• _Task description_: Please rewrite the lines from the line with "Annotation guideline — the target class is woman's left" to the line with "126;39;235;173", changing "woman's" to "subject's" and leaving everything else as it is.
◇ ◇ ◇ ◇
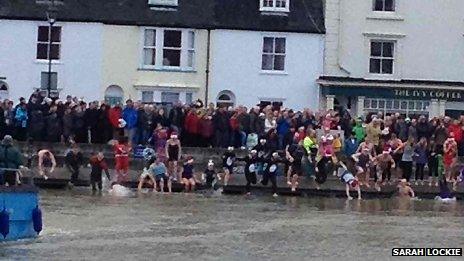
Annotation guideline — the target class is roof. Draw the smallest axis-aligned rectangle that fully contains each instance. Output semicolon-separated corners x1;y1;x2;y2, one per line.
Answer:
0;0;325;34
319;76;464;87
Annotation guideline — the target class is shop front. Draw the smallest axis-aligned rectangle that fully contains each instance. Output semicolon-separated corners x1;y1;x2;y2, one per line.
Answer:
318;77;464;117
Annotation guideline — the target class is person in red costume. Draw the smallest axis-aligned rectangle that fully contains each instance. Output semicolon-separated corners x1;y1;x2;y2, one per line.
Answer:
443;132;458;182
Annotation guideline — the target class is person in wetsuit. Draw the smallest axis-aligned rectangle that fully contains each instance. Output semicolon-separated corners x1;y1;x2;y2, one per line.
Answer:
65;145;83;184
253;139;271;175
261;152;282;197
90;152;111;191
182;156;196;192
285;144;305;192
37;149;56;180
202;160;220;189
237;150;259;195
222;147;236;186
166;132;182;181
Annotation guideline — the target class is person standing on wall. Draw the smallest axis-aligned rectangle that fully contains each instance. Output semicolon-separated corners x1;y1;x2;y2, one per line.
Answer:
122;99;138;144
0;135;23;186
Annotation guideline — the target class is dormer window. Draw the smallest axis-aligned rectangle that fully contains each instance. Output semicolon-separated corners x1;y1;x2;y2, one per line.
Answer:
259;0;290;12
148;0;178;7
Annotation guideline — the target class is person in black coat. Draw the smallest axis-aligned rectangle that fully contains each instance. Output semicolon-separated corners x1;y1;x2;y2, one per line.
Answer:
73;105;88;143
28;109;45;141
237;150;259;195
95;104;113;144
84;102;100;143
213;107;230;148
45;105;63;142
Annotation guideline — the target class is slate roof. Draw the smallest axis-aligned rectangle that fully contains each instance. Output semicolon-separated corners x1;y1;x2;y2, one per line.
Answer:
0;0;325;34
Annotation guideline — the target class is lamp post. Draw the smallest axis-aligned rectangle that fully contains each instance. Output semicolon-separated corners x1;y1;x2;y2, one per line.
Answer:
47;1;57;98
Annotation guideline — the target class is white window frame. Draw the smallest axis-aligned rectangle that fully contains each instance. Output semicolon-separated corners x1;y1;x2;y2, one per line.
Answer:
35;24;63;63
259;0;290;12
161;29;185;69
140;27;197;71
368;39;397;76
372;0;396;13
363;98;432;116
148;0;179;6
260;35;287;73
142;28;158;67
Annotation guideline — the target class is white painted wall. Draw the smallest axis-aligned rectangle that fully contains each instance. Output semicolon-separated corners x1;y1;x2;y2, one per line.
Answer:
324;0;464;81
0;20;103;101
209;30;324;109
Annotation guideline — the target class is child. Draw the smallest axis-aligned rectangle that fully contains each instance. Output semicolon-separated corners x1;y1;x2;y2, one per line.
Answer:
332;133;342;159
202;160;221;189
428;139;439;187
374;146;395;191
238;150;259;195
182;156;196;192
222;147;236;186
338;158;361;200
443;132;458;182
261;152;282;197
90;152;111;191
114;137;132;184
150;157;172;193
398;179;416;198
351;148;374;188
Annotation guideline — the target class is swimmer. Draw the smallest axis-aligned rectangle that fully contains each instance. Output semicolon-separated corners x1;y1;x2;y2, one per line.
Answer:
285;144;305;192
237;150;259;195
37;149;56;180
182;156;196;192
338;158;361;200
202;160;221;189
261;152;282;197
166;132;182;181
222;147;236;186
398;179;416;198
351;148;374;188
148;157;172;193
90;152;111;191
114;137;132;182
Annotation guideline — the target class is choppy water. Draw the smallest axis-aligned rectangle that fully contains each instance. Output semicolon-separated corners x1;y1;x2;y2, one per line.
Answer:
0;190;464;260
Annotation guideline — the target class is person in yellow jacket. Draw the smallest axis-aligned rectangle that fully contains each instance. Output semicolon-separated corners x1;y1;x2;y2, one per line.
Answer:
303;129;319;177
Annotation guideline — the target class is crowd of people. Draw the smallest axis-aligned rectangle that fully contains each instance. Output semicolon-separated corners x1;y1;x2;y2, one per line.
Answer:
0;93;464;196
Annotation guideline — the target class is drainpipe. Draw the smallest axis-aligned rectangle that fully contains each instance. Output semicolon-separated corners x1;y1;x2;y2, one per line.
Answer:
205;29;211;107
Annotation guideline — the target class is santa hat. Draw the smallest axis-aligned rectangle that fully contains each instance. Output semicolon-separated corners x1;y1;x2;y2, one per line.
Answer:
208;160;214;167
382;145;391;154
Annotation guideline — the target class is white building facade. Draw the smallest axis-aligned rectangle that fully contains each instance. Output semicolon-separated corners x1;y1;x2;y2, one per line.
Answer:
0;20;103;101
318;0;464;116
208;0;324;109
209;30;324;109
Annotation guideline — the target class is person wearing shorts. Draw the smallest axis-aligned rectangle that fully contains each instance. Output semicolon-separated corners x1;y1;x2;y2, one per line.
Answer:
166;132;182;180
222;147;236;186
37;149;56;179
182;156;196;192
149;155;172;193
114;137;131;183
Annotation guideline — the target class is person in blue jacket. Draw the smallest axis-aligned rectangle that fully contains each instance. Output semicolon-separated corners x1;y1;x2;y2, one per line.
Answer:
343;132;359;157
122;99;138;144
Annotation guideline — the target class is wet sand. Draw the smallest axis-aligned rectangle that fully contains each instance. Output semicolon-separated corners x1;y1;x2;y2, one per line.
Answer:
0;189;464;260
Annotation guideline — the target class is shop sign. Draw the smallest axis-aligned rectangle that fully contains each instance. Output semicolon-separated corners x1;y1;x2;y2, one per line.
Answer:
394;89;463;100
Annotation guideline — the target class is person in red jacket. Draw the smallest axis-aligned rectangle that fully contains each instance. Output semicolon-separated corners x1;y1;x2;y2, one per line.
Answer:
114;137;132;184
184;108;200;147
199;114;214;147
108;103;124;138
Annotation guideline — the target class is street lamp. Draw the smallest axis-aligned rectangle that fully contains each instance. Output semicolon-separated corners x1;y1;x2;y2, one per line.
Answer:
47;4;57;98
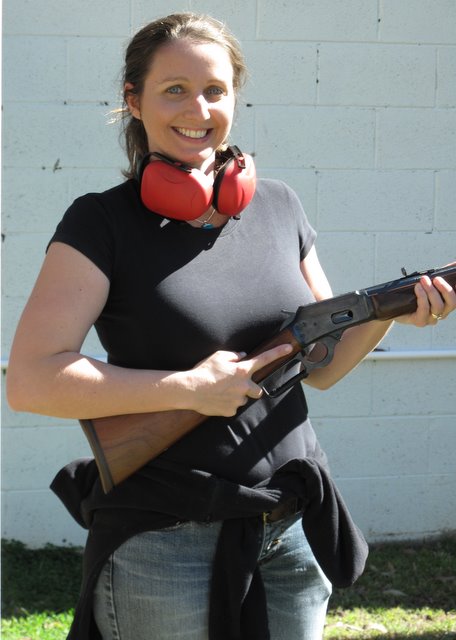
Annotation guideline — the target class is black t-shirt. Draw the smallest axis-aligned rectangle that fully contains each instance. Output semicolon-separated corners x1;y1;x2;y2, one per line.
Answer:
51;180;323;486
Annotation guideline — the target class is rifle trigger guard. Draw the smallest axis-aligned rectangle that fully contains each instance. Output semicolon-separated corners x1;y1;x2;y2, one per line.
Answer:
262;330;343;398
262;369;309;398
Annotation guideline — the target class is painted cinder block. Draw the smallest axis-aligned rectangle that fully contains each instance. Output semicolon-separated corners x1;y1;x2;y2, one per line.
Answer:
336;474;456;542
372;359;456;416
435;170;456;231
258;0;377;41
379;0;456;44
255;106;375;169
3;35;67;103
318;43;436;107
377;109;456;169
437;47;456;107
2;428;92;491
313;418;432;479
316;231;379;295
244;41;317;105
318;170;434;232
4;103;123;171
3;0;130;37
67;37;126;102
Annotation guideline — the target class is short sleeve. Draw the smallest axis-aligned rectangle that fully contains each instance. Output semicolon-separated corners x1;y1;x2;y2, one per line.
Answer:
48;194;116;279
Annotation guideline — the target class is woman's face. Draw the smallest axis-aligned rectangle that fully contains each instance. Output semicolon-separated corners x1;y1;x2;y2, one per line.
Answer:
125;40;235;172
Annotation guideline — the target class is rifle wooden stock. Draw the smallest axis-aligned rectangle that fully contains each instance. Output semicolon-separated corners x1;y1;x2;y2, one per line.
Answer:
79;329;301;493
79;266;456;493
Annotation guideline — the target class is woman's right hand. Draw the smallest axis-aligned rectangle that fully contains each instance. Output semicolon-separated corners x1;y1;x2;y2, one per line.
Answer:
186;344;292;417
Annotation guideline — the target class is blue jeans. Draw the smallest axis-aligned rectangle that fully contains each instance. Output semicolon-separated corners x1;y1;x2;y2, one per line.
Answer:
94;515;331;640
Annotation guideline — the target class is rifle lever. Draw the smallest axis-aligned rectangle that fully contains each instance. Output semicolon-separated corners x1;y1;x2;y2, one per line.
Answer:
261;330;344;398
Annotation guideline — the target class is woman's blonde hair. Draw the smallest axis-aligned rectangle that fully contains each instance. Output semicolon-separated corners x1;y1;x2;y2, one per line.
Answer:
115;13;247;178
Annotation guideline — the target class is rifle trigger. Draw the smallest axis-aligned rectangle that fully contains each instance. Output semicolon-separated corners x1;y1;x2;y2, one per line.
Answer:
262;369;309;398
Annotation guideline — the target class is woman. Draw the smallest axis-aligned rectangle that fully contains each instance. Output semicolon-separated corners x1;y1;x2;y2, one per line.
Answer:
8;14;456;640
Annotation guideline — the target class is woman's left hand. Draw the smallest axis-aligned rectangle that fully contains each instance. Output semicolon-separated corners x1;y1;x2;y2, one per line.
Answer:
395;276;456;327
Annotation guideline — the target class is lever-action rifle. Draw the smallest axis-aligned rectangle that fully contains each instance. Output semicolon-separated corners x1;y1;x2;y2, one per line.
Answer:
79;265;456;493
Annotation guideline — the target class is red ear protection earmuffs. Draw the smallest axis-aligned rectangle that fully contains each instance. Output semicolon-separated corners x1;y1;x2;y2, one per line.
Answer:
138;146;256;220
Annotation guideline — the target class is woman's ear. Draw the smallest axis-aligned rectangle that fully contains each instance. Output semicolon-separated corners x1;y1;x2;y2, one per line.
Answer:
124;82;141;120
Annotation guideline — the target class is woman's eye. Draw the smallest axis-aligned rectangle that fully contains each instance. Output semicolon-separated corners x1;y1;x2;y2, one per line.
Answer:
206;87;225;96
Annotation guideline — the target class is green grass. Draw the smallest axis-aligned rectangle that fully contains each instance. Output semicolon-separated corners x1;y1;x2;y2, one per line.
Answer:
2;536;456;640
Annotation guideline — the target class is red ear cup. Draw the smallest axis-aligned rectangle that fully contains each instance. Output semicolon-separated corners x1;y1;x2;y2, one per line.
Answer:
212;152;256;216
141;160;213;220
138;146;256;220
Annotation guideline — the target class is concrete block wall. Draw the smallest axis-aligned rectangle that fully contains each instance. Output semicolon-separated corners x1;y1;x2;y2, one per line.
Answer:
2;0;456;546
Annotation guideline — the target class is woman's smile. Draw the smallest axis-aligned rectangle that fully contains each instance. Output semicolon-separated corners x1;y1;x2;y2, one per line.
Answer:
126;39;235;173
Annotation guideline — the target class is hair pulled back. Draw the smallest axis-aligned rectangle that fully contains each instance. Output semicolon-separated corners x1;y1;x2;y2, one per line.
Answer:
117;13;247;178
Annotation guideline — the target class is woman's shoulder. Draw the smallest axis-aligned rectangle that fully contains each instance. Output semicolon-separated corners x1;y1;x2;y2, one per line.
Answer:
74;180;138;208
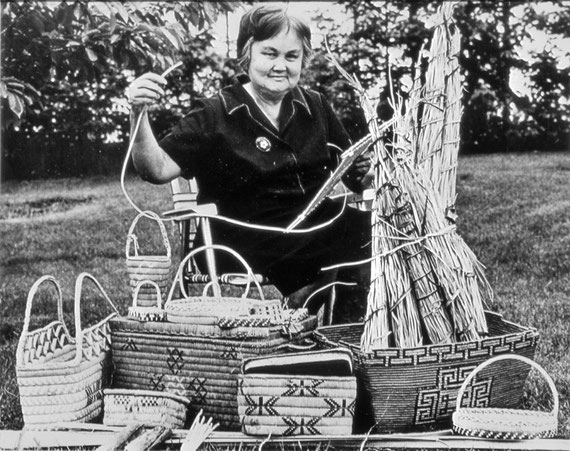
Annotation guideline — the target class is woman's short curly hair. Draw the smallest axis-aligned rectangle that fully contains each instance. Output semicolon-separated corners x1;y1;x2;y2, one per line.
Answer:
237;4;313;72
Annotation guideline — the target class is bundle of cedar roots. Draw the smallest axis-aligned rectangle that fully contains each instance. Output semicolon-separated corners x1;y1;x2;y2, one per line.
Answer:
335;2;489;352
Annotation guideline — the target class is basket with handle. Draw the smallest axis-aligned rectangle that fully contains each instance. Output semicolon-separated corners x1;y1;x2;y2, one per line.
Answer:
111;245;317;430
315;311;539;433
452;354;559;440
103;388;190;429
128;280;166;321
16;273;117;428
125;210;172;307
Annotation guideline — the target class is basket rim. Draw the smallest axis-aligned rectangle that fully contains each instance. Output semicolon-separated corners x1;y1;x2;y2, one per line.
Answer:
314;310;540;358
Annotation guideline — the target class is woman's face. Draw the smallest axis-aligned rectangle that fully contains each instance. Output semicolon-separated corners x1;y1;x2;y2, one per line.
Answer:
248;30;303;99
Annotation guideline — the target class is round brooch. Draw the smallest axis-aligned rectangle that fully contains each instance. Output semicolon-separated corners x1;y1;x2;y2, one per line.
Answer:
255;136;271;152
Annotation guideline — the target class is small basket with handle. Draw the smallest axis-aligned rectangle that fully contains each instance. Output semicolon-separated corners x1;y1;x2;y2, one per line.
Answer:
128;280;166;321
111;245;317;430
452;354;559;440
16;273;117;428
125;210;172;307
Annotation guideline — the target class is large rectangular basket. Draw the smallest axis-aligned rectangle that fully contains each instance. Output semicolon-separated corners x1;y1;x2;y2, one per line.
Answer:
315;312;539;433
238;350;356;436
110;317;317;430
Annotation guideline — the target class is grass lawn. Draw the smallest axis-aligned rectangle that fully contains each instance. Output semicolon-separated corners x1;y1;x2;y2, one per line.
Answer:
0;153;570;438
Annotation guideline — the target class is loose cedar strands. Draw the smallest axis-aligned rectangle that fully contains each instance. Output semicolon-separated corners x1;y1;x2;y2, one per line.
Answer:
329;44;423;352
416;2;462;215
326;0;488;350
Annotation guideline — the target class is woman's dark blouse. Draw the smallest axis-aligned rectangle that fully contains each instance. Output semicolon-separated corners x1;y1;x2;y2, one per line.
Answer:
160;82;370;295
160;78;362;226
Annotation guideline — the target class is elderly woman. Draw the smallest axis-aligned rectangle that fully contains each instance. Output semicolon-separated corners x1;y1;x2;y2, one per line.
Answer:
129;4;370;322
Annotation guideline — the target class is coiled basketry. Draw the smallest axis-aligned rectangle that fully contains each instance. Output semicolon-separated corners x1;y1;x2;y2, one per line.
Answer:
452;354;559;440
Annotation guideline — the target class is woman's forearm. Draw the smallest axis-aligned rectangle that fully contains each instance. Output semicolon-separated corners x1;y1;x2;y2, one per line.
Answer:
131;108;181;184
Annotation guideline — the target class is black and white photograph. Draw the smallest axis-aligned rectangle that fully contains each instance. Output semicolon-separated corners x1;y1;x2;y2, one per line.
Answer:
0;0;570;451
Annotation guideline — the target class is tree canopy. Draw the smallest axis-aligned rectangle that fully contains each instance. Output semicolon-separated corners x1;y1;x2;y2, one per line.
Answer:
0;0;570;182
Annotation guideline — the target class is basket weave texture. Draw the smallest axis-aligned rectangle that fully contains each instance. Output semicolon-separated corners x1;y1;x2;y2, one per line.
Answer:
103;389;190;428
315;312;539;433
16;273;116;428
453;355;559;440
110;245;317;430
125;211;172;307
238;374;356;436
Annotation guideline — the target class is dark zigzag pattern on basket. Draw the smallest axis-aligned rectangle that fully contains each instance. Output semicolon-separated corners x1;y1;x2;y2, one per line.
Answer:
24;323;71;362
350;330;538;367
414;365;492;425
453;425;556;440
164;374;208;405
281;417;321;435
166;348;184;374
281;379;324;396
244;395;281;417
323;398;356;417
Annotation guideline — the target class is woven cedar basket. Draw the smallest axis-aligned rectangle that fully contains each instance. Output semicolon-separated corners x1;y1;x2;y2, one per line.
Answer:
128;280;166;321
452;355;559;440
315;312;539;433
238;351;356;436
125;211;172;307
111;245;316;430
16;273;116;428
103;388;190;429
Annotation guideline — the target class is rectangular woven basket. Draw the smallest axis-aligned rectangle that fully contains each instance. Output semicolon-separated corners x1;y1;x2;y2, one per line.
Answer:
110;317;317;430
315;312;539;433
238;364;356;436
16;273;115;428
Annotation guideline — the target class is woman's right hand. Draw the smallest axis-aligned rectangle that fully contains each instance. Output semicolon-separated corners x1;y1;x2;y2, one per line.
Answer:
127;72;166;107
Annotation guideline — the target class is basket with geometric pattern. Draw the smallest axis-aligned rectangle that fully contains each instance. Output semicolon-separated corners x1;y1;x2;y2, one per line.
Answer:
315;312;539;433
110;245;316;430
452;354;558;440
238;350;356;436
103;388;190;429
16;273;117;428
125;211;172;307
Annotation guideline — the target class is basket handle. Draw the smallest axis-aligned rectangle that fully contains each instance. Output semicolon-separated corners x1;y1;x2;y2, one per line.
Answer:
133;280;162;309
455;354;559;416
74;272;119;363
16;275;71;365
125;210;172;258
166;244;265;304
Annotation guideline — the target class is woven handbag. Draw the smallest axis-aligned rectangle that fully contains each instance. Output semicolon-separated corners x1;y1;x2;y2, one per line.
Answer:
164;245;282;328
315;312;539;433
238;349;356;436
16;273;117;428
103;388;190;429
111;245;317;430
128;280;166;321
452;354;559;440
125;211;172;307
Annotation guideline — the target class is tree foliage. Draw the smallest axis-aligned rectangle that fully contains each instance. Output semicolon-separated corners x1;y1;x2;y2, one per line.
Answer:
307;0;570;152
0;0;237;178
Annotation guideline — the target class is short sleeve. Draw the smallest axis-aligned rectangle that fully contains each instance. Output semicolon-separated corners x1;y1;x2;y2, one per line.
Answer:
159;101;215;178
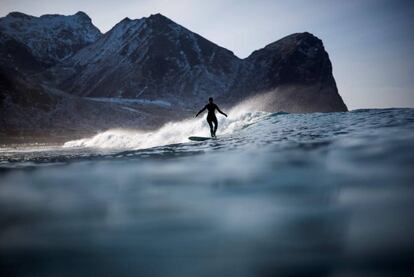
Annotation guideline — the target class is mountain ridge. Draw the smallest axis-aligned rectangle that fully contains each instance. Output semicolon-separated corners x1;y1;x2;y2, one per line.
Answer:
0;11;347;142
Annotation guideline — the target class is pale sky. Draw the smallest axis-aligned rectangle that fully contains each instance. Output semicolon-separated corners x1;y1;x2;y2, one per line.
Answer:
0;0;414;109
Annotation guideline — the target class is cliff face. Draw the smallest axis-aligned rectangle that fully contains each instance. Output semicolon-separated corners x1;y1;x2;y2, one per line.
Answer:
0;12;347;140
230;33;347;113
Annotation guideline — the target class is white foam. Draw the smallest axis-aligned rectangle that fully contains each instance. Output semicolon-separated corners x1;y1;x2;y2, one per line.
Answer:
63;106;267;149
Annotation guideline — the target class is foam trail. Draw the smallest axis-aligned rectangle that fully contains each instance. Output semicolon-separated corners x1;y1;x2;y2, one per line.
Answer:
63;105;267;149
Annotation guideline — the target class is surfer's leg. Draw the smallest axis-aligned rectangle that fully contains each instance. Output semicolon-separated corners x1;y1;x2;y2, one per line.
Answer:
213;117;218;136
207;118;214;137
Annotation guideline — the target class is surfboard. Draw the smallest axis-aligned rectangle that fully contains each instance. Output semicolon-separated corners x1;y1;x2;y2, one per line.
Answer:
188;137;216;141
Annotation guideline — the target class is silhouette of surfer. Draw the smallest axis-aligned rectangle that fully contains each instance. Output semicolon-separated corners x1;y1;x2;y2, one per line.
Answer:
196;97;227;138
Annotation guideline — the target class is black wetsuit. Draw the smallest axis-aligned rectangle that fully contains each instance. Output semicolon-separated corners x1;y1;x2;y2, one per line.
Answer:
196;103;227;137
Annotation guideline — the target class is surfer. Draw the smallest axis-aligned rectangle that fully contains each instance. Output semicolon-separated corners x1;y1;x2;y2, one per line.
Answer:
196;97;227;138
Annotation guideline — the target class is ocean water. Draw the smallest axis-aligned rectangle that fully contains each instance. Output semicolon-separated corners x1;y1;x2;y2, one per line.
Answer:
0;107;414;276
◇ ◇ ◇ ◇
• _Solved problem_:
Annotation guideline — the target class is subject's left hand. Draw the smallest axis-aligned rectangle that fully contains each instance. Output semicolon-separated corners x1;y1;x2;y2, one per line.
Answer:
395;276;456;327
Annotation guideline — the target class is lever-action rifle. Draw the smallest axis-aligned rectangle that fully contains each instance. Output semicolon-separated corners x1;y1;x2;y2, one per line.
Answer:
79;265;456;493
Annotation guideline — the target class is red ear protection earmuffs. Draw the smallest axis-aligned rectangle that fully contains each instance. Output semicolon-separated corners x1;y1;x2;y2, one per line.
Answer:
138;146;256;220
Annotation guideline — the target class is subject's ear. Draw the smallest axis-aligned rectangle that fully contains each instance. Output semicolon-separated corners x1;y1;x2;y2, one per line.
Answer:
124;82;141;120
Annotation guideline — the target class is subject's eye. Draw the smallest axis-aligned rectangle that fully contains each instance. Output semicolon-separated corners x1;y1;x2;y2, one per line.
Answer:
206;87;225;96
Annotation guideline — the target class is green grass. Draw the smallest axis-aligned rectangle that fully contains each instance. Output semicolon-separated corners x1;y1;x2;y2, one per line.
Answer:
2;536;456;640
Annotation guideline — the target class is red ear cup. Draw the smallest axis-aligned rectangle that fully contains each instance. Output semicolon-separated corners x1;y1;x2;y2, one per line.
Answer:
212;152;256;216
141;160;213;220
138;146;256;220
Annotation guideline — the target class is concrete block wall. Draw the smallest axis-aligned rectangle that fully contains each instance. Output semicolon-separated corners x1;y1;x2;y2, one per line.
Answer:
2;0;456;546
Annotation guideline — the target class is subject's smile. Draw the smallest axis-aligned rectangle that fully contains each instance. Output semicolon-separated corners x1;y1;x2;y2, one per line.
Answer:
126;39;235;173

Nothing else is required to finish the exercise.